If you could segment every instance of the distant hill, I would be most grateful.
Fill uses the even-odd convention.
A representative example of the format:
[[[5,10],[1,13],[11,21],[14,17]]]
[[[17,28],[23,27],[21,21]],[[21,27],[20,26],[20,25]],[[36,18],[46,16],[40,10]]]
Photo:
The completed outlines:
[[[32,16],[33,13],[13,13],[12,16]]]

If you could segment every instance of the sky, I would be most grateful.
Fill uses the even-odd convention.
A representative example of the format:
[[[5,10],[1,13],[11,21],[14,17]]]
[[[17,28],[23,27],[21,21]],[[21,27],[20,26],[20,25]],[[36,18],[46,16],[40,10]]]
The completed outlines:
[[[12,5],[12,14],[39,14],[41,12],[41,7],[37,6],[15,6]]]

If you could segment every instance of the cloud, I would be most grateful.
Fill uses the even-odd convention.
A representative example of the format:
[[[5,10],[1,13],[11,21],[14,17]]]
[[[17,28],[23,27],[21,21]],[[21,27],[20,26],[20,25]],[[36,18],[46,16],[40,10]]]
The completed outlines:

§ DIRECTIONS
Write each line above out exactly.

§ EXERCISE RESPONSE
If you could segment every instance of the distant hill, I would be most grateful.
Fill uses the even-odd convention.
A representative example of the format:
[[[5,10],[1,13],[11,21],[14,17]]]
[[[17,28],[23,27],[21,21]],[[21,27],[20,26],[20,25]],[[36,18],[46,16],[40,10]]]
Photo:
The completed outlines:
[[[32,16],[33,13],[13,13],[12,16]]]

If you could segment every instance of the sky, I would be most grateful.
Fill uses the even-odd convention.
A representative example of the format:
[[[5,10],[1,13],[11,21],[14,17]]]
[[[17,28],[23,27],[21,21]],[[21,27],[20,26],[20,25]],[[36,18],[46,16],[40,10]]]
The completed outlines:
[[[12,5],[12,14],[39,14],[41,12],[41,7],[37,6],[15,6]]]

If you could segment every instance of the cloud, I would be most grateful.
Fill uses the even-odd convention.
A representative example of the format:
[[[5,10],[1,13],[11,21],[14,17]]]
[[[17,28],[23,27],[21,21]],[[21,27],[20,26],[20,25]],[[36,18],[46,16],[40,10]]]
The completed outlines:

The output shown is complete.